(Image object location entries)
########

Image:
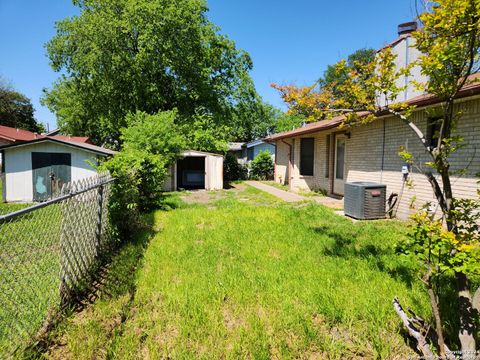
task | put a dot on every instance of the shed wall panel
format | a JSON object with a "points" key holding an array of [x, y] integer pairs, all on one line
{"points": [[18, 168]]}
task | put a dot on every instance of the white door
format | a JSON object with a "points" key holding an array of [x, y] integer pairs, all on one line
{"points": [[339, 165]]}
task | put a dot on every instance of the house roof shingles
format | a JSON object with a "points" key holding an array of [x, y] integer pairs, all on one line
{"points": [[14, 135]]}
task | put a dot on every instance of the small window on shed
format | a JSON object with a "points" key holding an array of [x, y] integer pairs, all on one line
{"points": [[433, 131], [306, 156]]}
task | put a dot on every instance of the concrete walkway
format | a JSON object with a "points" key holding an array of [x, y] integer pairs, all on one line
{"points": [[292, 197]]}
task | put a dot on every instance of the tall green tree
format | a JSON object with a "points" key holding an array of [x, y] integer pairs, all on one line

########

**What is expected:**
Beginning at the line that holds "task | put a dot on every instance of the white", reproduce each line of the records above down to and including the last one.

**Exercise answer:**
task | put a dot on every instance of the white door
format | a JSON object with a "points" key holding an array of [x, y] integer pairs, all on one line
{"points": [[339, 165]]}
task | put a dot on every instance of the house roof shingles
format | a JSON object with a "points" key holding an array of [x, y] integer pairs, all on one line
{"points": [[14, 135]]}
task | put a dot on every instance of the small window on shed
format | a JSON object with a "points" key holding an array of [x, y] integer pairs, all on one line
{"points": [[433, 131], [306, 156]]}
task | put a dot on every instance of the concrete walkway
format | a JSON object with a "points" key holding an array of [x, y] integer pairs, all on one line
{"points": [[292, 197]]}
task | put a dot on every instance of the tall green tree
format | a JSON object with a "points" key holding an array of [x, y] integer pairs, all on one line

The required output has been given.